## GIVEN PROBLEM
Can you repeat the part of the shutter-release thread between "One problem is" and "for continuous shooting.", inclusive, substituting "compact" for "point-and-shoot"?

# How can I release the shutter remotely?



## Lisa Marie (Jul 27, 2008)

I hope this is the right place to ask (bear in mind this is my first post).

I was wondering if anyone could give me some advice?  I'd really like to be able to release my camera's shutter remotely without having to use the timer.  There are loads of times when I want to be close to the subject of a shot (or in the shot myself) rather than behind the camera. I'm using the auto timer, but it would be great to be able to use some kind of device to release the shutter remotely.

One problem is I only have a point-and-shoot camera. (Canon PowerShot SD800/Ixus 850.) It's not exactly a professional camera, but for my purposes it's perfect because I can take it everywhere I go so I never miss a great photo wherever I am.

So is there anything I could use to achieve this? My ideal would be a short cable for working near the camera and a remote for working farther away from the camera. And it would be capable of holding the shutter down for continuous shooting.

Any thoughts?


----------



## Josh66 (Jul 27, 2008)

I think your options are going to be pretty limited with a point & shoot...

Might be something you'll have to make yourself (think cable release).  Does that camera even have a sensor for a remote?  If it does you might be able to find/make a wireless remote for it.


----------



## table1349 (Jul 27, 2008)

Lisa Marie said:


> I hope this is the right place to ask (bear in mind this is my first post).
> 
> I was wondering if anyone could give me some advice?  I'd really like to be able to release my camera's shutter remotely without having to use the timer.  There are loads of times when I want to be close to the subject of a shot (or in the shot myself) rather than behind the camera. I'm using the auto timer, but it would be great to be able to use some kind of device to release the shutter remotely.
> 
> ...




About your only choices are the self timer, or hire someone to push the shutter release button for you.  Doesn't look like that camera supports anything else.


----------



## Garbz (Jul 28, 2008)

All cameras support a soldering iron. But admittedly some skill would need to go into the design of such a modification.


----------



## table1349 (Jul 28, 2008)

Garbz said:


> All cameras support a soldering iron. But admittedly some skill would need to go into the design of such a modification.



Does it have to be a Canon specific soldering iron, or would a Nikon or Sigma do?


----------



## Lisa Marie (Jul 28, 2008)

gryphonslair99 said:


> Doesn't look like that camera supports anything else.


If I were to upgrade my camera&#8230; what would I be looking for? Is there a specific name for a device that does what I want, or any way of knowing if there's compatibility with such a device?



O|||||||O said:


> Might be something you'll have to make yourself (think cable release).


Could you give me any more details? I'm not too sure how I could go about building my own thing, but I'd be willing to try.

I could make something that pushes the shutter fairly easily, but how I could move that via a cable (or remote) I have no clue.


----------



## table1349 (Jul 28, 2008)

Lisa Marie said:


> If I were to upgrade my camera&#8230; what would I be looking for? Is there a specific name for a device that does what I want, or any way of knowing if there's compatibility with such a device?
> 
> 
> Could you give me any more details? I'm not too sure how I could go about building my own thing, but I'd be willing to try.
> ...

## DATASET RECORDS
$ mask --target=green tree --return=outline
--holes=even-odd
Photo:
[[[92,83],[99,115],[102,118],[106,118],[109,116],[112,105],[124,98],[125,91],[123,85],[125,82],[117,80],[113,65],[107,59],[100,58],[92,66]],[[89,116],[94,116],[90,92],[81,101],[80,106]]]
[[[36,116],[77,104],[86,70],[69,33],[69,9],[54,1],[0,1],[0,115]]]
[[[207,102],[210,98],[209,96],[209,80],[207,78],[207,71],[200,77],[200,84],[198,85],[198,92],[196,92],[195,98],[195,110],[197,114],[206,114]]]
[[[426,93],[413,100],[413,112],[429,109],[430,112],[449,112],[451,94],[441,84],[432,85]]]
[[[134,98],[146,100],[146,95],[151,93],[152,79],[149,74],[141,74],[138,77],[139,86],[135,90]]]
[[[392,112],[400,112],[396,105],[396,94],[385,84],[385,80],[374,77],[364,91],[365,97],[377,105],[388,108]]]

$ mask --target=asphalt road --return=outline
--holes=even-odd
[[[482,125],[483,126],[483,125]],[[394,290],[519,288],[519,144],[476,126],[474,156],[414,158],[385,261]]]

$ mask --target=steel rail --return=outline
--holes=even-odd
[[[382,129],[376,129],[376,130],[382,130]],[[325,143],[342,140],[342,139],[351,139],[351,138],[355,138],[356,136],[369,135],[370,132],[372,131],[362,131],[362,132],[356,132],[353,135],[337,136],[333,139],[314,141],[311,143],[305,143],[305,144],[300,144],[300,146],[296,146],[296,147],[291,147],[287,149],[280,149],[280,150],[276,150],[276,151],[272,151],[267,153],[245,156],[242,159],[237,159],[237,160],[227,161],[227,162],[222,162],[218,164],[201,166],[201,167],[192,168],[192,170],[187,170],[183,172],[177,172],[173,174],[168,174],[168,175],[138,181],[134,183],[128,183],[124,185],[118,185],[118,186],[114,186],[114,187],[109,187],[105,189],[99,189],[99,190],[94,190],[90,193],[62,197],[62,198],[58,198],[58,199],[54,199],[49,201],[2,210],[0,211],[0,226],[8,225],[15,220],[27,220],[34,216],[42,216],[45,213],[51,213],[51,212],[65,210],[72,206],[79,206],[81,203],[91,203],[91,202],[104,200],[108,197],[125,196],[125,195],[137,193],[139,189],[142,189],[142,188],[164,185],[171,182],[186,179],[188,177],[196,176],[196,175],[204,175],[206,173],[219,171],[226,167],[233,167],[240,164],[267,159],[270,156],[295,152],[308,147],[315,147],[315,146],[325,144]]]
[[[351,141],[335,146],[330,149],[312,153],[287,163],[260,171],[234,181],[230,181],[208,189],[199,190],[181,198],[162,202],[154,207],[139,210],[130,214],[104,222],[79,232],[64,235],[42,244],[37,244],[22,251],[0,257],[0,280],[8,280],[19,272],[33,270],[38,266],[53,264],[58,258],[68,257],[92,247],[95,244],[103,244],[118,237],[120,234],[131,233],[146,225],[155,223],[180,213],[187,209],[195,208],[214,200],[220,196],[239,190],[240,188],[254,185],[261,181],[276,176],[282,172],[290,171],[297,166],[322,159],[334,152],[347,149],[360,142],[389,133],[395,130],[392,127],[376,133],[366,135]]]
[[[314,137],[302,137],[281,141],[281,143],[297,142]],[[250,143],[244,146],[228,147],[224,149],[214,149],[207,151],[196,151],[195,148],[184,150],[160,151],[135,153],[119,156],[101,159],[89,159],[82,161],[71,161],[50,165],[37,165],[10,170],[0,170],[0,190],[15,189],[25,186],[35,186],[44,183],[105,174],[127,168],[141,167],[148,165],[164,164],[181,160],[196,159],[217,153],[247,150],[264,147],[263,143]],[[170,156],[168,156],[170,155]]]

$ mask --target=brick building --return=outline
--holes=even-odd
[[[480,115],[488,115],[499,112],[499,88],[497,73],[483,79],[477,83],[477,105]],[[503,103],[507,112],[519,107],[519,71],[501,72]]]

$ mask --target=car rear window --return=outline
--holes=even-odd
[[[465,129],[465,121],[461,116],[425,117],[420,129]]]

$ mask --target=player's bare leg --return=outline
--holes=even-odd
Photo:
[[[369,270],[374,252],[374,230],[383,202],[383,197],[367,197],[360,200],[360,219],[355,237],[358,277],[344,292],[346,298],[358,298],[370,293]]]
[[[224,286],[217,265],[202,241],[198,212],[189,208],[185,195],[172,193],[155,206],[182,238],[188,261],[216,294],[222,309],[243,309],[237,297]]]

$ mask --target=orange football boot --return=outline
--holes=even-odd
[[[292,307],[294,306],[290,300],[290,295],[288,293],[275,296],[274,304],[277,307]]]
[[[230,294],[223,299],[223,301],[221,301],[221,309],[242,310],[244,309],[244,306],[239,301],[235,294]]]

## OUTPUT OF THE EXERCISE
One problem is I only have a compact camera. (Canon PowerShot SD800/Ixus 850.) It's not exactly a professional camera, but for my purposes it's perfect because I can take it everywhere I go so I never miss a great photo wherever I am.

So is there anything I could use to achieve this? My ideal would be a short cable for working near the camera and a remote for working farther away from the camera. And it would be capable of holding the shutter down for continuous shooting.